PAGE EXCERPT

══════════

County switches to new health insurance company

By Lesley Jenkins
star staff

Carter County will be shelling out more money this year for health insurance for county employees. This also means employees will pay more for deductibles and co-payments.
   County officials anticipated a 15 percent increase in insurance costs per recent nationwide trends. When new figures came back from Cariten, the county's current provider, the increase was approximately 19 percent. "Our renewal rates were not where we expected them to be," said Jason Cody, finance director.
   Cody said he compared Cariten to four other plans -- Blue Cross/Blue Shield, John Deere, Cigna, and the State Insurance Plan -- to find a new insurance provider. County officials chose John Deere as the new health insurance provider, because "they provide a little better benefit structure advantage over Cariten," Cody said.
   Employees have two options for obtaining the insurance. The first is a fully-funded option that requires no employee contribution. The second option requires the employee pay approximately six percent, or $45 per month.

══════════

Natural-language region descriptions
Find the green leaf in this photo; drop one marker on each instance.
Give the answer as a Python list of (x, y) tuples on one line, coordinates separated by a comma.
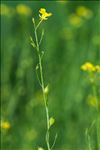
[(40, 148), (51, 121), (32, 42), (46, 90)]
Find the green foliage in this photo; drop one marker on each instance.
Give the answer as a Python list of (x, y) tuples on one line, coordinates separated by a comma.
[(70, 40)]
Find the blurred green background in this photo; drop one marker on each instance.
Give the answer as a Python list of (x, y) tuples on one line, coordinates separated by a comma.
[(72, 37)]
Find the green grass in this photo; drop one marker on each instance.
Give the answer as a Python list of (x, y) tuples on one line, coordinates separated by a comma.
[(66, 48)]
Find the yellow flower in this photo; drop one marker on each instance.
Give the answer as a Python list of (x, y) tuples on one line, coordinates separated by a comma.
[(88, 67), (43, 14), (97, 68), (84, 12), (5, 125), (75, 20), (23, 10), (4, 10)]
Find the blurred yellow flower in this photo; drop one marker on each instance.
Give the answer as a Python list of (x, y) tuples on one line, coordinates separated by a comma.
[(84, 12), (75, 20), (5, 125), (43, 14), (88, 67), (23, 10)]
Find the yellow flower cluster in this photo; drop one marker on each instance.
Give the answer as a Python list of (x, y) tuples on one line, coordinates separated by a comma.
[(90, 67), (5, 125), (75, 20), (23, 10), (43, 14)]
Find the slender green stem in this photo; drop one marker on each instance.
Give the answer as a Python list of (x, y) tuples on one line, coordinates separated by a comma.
[(42, 85), (97, 112)]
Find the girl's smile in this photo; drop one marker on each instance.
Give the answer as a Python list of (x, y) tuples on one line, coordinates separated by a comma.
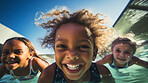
[(122, 53), (15, 55), (73, 50)]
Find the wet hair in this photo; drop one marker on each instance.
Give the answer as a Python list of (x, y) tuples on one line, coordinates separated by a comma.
[(27, 43), (124, 40), (93, 23)]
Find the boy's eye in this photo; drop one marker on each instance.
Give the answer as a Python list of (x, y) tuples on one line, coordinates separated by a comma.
[(18, 51), (5, 52), (127, 52), (61, 46), (84, 47)]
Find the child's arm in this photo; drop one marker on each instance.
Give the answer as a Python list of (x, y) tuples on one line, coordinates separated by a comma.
[(39, 64), (139, 62), (3, 70), (106, 59), (47, 75), (105, 73)]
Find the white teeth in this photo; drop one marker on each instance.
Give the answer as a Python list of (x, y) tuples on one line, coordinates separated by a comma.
[(72, 67)]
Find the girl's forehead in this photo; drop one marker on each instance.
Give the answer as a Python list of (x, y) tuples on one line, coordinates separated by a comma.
[(73, 31)]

══════════

TASKS FOR THIS EXERCISE
1. Answer these from the county insurance article:
(a) What percentage increase in insurance costs had county officials anticipated?
(b) Which company did county officials choose as the new health insurance provider?
(c) What does the second insurance option require the employee to pay?
2. In the county insurance article, switch "finance director" to "finance officer" and write out the passage from "By Lesley Jenkins" to "Cody, finance director." with that change.
3. Continue the county health insurance article past its last sentence.

ANSWERS FOR THE TASKS
1.
(a) 15 percent
(b) John Deere
(c) Approximately six percent, or $45 per month

2.
By Lesley Jenkins
star staff

Carter County will be shelling out more money this year for health insurance for county employees. This also means employees will pay more for deductibles and co-payments.
   County officials anticipated a 15 percent increase in insurance costs per recent nationwide trends. When new figures came back from Cariten, the county's current provider, the increase was approximately 19 percent. "Our renewal rates were not where we expected them to be," said Jason Cody, finance officer.

3.
   Cody said many employees have chosen the first option. Approximately 180 employees are covered by the county, including seven retirees, a number Cody expects will increase when baby boomers begin to retire. Less than 10 employees chose the family coverage plan.
   "Health insurance is the biggest single line-item in the budget," said Cody. Covering each employee for $293 per month will cost the county $586,000 for one year he said.
   Fully funded health insurance through the employer is becoming rare according to Cody. But the county will receive a little help with the additional cost that wasn't budgeted because an audit performed by Cody's office revealed that the county is still owed some tax dollars by the state's Department of Revenue.
   Cody said $13,000 in sales tax and Halls income tax was mistakenly given to the city of Elizabethton instead of to the county. When a business is located in the county but has a city mailing address, tax dollars sometimes are misappropriated. The state has already committed $13,000 to the county, and Cody feels more will be committed soon.
   "Money went to the city or another city but it is rightfully county money. I have reviewed the income tax and we are working on getting it funded back," said Cody.
   The city of Elizabethton will not have to issue a check payable to the county for the misappropriated funds, but will instead have portions taken out of future statements.
   "We eventually get the money, and the city doesn't get a direct one-time hit," said Cody.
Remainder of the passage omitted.